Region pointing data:
------------------------------------------------------------

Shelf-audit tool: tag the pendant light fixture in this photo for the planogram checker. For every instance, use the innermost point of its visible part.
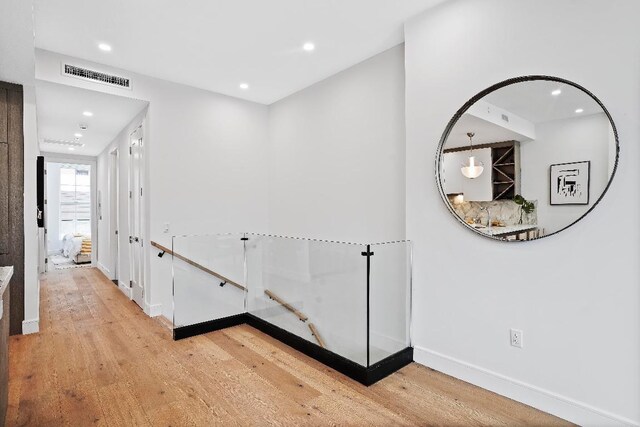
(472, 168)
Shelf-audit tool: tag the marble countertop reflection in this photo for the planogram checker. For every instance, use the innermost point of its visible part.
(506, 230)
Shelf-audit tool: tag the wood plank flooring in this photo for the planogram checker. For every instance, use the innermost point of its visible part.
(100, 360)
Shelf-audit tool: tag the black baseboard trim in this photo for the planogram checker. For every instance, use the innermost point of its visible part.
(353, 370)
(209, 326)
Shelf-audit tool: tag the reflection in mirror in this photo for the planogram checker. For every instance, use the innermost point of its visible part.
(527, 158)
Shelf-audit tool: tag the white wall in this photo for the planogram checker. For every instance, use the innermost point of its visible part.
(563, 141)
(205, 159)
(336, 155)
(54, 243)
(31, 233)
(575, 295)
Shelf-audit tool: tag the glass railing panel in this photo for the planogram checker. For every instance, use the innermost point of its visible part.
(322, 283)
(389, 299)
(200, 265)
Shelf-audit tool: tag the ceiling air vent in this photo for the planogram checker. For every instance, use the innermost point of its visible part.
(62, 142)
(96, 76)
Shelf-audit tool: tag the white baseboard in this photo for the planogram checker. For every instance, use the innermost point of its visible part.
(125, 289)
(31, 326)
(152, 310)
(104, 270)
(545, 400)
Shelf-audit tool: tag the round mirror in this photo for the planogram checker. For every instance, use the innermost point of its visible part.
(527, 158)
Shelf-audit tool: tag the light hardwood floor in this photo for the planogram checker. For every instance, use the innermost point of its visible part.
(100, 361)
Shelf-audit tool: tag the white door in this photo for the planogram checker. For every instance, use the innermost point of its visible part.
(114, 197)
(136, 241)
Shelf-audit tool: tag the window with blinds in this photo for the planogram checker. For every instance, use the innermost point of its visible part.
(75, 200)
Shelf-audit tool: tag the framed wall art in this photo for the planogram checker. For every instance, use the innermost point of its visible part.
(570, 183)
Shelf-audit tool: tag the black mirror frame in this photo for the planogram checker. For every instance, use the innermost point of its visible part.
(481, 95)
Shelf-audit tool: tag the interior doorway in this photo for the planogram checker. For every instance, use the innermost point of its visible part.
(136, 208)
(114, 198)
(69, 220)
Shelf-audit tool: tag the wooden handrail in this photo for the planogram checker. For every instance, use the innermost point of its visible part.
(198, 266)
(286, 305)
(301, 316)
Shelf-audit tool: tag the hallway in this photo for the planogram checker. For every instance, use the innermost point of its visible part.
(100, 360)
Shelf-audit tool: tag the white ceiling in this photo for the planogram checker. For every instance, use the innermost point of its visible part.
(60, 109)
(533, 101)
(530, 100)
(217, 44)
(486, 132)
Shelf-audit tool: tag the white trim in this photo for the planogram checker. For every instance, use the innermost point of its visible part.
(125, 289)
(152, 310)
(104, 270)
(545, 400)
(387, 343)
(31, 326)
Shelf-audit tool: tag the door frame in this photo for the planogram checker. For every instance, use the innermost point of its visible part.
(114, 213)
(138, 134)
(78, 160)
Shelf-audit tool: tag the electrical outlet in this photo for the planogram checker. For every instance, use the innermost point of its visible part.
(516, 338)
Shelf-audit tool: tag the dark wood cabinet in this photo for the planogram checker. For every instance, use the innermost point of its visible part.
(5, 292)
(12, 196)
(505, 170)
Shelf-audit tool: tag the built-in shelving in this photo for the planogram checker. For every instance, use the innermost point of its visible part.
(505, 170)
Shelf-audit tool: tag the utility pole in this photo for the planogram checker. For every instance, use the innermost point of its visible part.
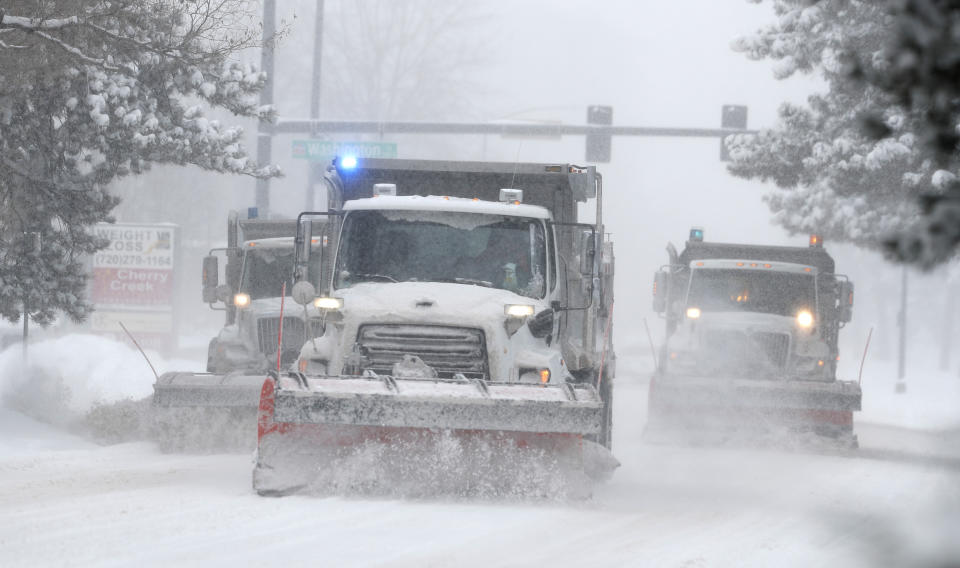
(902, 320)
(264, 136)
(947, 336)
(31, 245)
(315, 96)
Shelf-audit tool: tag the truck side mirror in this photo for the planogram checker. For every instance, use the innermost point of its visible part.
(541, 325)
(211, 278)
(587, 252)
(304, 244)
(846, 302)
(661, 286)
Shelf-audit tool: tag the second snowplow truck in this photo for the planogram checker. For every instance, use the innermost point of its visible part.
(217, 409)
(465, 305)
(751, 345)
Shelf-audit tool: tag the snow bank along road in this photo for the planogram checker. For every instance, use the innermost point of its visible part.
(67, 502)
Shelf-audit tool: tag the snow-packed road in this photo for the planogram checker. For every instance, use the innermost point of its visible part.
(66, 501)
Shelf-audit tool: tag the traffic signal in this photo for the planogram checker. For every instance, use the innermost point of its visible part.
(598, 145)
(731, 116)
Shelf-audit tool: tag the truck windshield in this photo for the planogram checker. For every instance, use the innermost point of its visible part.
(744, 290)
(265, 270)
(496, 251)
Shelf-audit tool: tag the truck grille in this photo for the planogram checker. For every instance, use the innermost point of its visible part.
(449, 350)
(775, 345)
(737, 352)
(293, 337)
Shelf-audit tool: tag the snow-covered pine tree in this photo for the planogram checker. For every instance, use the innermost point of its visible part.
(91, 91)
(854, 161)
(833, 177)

------------------------------------------------------------

# [What is required]
Word for word, restate each line above, minus its pictures.

# [Written answer]
Shelf-audit tool: tag the pendant light fixture in this photo for the planogram checker. For every instance, use the innermost point of its visible part.
(472, 168)
Shelf-audit tool: tag the marble countertop reflection in this photo for the planogram checker. For every instance, use the innermost point of its visible part.
(506, 230)
Shelf-audit tool: tag the wood plank flooring in this photo for the planogram checker. For every instance, use the innermost point of its visible part.
(100, 360)
Shelf-audit tool: tag the black baseboard trim in this photo for the planogram checker. For every instance, use the innermost point of its visible part.
(353, 370)
(209, 326)
Shelf-audit tool: tag the reflection in mirror in this photo for the planogram checker. For every instance, use the innermost point of its visible part.
(527, 158)
Shelf-audit tool: tag the white wall in this photo for the planogram checker. For every instance, use the innermost point of its visible part.
(563, 141)
(205, 159)
(336, 155)
(54, 243)
(31, 233)
(575, 295)
Shelf-audit tool: tag the glass railing panel in this photo for the planogram checker. For every instance, use the innermost point of its visible part.
(322, 283)
(389, 299)
(200, 265)
Shelf-audit tool: tag the ceiling air vent in this photo for the planogram checker. For every instance, use the innermost point of its visible part.
(62, 142)
(96, 76)
Shelf-audit tool: tag the white baseboard in this photo for the planogram checker. For every instance, use the innermost point of its visible part.
(125, 289)
(31, 326)
(152, 310)
(104, 270)
(545, 400)
Shelf-audit tool: tag the round mirror in this photo for the planogram checker. For every instance, use the innermost point of its visible part.
(527, 158)
Shelf-audit tool: tag the light hardwood floor in this photo for the planogram checker. For every instance, use the innermost point of its visible part.
(100, 361)
Shelf-audit tool: tag the white door in this photo for the planogram checker. For every instance, use the innermost point of its visible part.
(114, 197)
(136, 241)
Shelf-audit tool: tag the window with blinds in this photo for the planogram checker. For every instance, use the innermost point of its visible part.
(75, 200)
Shelf-audit tool: tag the framed wall art in this photo for the planogram checker. For every instance, use the innermost point of its visible part.
(570, 183)
Shelf-audit tool: tag the black mirror frame in this photo for the planogram checker. For every instance, use the innermost point of its visible part.
(481, 95)
Shelf-audit tool: tag the interior doorway in this photo for the planogram checker. For every instance, use the innermost point of its visible part.
(136, 208)
(114, 198)
(69, 220)
Shelf-audit tool: tag the wooden handrail in this photo for the planogram checker. For every instance, use the innermost point of its visible part.
(198, 266)
(286, 305)
(301, 316)
Shelf-audit tool: tag the hallway in this photo for the planogram checker. For every instance, use the innermost point of its visible part.
(100, 360)
Shelf-audit tool: tag the white ceiling in this photo for the planogram checker. For every instance, use the innermost point of its visible part.
(60, 109)
(533, 101)
(530, 100)
(217, 44)
(486, 132)
Shelf-audit tool: tag the white trim in this photo for the planogram checker. For every instance, use the innermost point of its visible part.
(125, 289)
(152, 310)
(104, 270)
(545, 400)
(387, 343)
(31, 326)
Shelf-audit tool: tag the door frame in this photo for the planogram checker. For every instance, use the innermost point of its visible part.
(114, 213)
(138, 134)
(78, 160)
Shelf-audit tool: tag the electrical outlet in this photo for the planogram checker. For every instance, use the innermost point of its visible part.
(516, 338)
Shelf-audit tool: tag the dark wood cabinet in this photo for the planogram checker. For every instance, use the innermost point of its visible part.
(5, 292)
(12, 196)
(505, 170)
Shelf-audit tool: tag the built-in shelving in this photo for the planogram checker. For every instance, use the innermost point of its visible part.
(505, 170)
Shelf-audit tool: tag the utility pole in this photo for the planogram checker. For every instance, use the innermost point of its visible part.
(902, 320)
(264, 136)
(947, 336)
(31, 245)
(315, 96)
Shelf-audit tool: tag the truck side mirror in this photo for the planogram checker. For every instance, use the innermost point of its visible part.
(541, 325)
(211, 278)
(587, 252)
(304, 244)
(846, 302)
(661, 286)
Shelf-audit tool: tag the second snowplow truck in this photo for the planogram checker. For every instance, use the innermost point of its visible part.
(217, 409)
(465, 305)
(751, 345)
Shelf-audit tool: tag the snow bank along road in this photo for the planogram checker. For every instance, use the innermost point of its visible part.
(67, 502)
Shelf-audit tool: tag the snow-packed road in this photo for the planogram checker. For every instance, use the innermost point of its visible part.
(66, 501)
Shelf-audit tool: tag the traffic signal in this photo for the planogram checker. For every instance, use the innermost point of its visible part.
(598, 145)
(731, 116)
Shelf-audit tool: tag the truck windshield in this photo for the planogram checker. For every instance, use the innermost point of its visible part.
(744, 290)
(265, 270)
(496, 251)
Shelf-audit tool: tag the truck grille in this photo for the planogram checker. For every instance, use the innermost point of its visible part.
(449, 350)
(775, 345)
(737, 352)
(293, 337)
Shelf-audit tool: tag the snow-covered pine tree in this photo for the planogram checker. For every instance, use the innermost point of its visible part.
(91, 91)
(854, 161)
(833, 177)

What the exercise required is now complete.